== EXTRAIT ==

Développement de l'enfant

Dans son dernier ouvrage - Nos garçons en danger !, éd. Flammarion -, le pédopsychiatre Stéphane Clerget montre comment l’école et la famille, en les privant parfois de figures masculines auxquelles s’identifier, a fragilisé les garçons. Dès lors, trop souvent, ils cherchent la virilité du côté de la transgression et de la violence.
Le titre de votre dernier ouvrage est alarmiste. Pourquoi affirmez-vous que les garçons sont « en danger » ?
Stéphane Clerget : « Parce que les garçons sont aujourd'hui plus vulnérables que les filles, c'est un fait qu'on a tendance à sous-estimer dans la recherche comme dans la prise en charge. Il y a là des facteurs physiologiques, qui ont toujours existé. Les garçons sont plus nombreux à naître prématurément et, partant de là, sont plus touchés par la mortalité infantile. Pendant les trois premières années, ils accusent un retard à tous les stades du langage. Plus tard, ils sont davantage immatures et pas seulement dans la période de puberté, qu'ils vivent avec un décalage de deux ans en moyenne, ce qui n'est pas sans produire un écart en termes de compétences cognitives. On pourrait ajouter que les garçons sont davantage concernés par les accidents ou le suicide, qu’ils sont plus nombreux à décrocher de l’école ou à s’orienter vers les filières d’études courtes, qu’ils représentent la quasi-totalité de la population carcérale (ndlr : en Belgique, les hommes sont quasiment vingt fois plus nombreux que les femmes en prison). »

===

TÂCHE COURTE: D'après l'extrait, quel est le décalage moyen avec lequel les garçons vivent la puberté ? Répondez en quelques mots, s'il vous plaît.

== DONNÉES ENREGISTRÉES ==

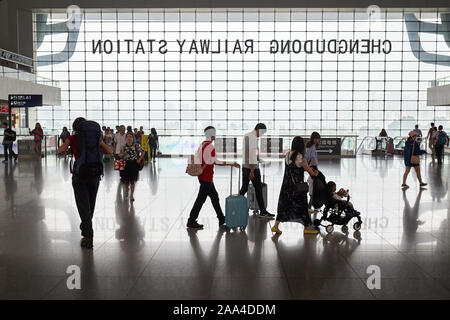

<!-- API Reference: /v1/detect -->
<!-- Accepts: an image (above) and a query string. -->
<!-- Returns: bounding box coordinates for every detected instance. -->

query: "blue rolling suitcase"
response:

===

RÉPONSE: Deux ans en moyenne.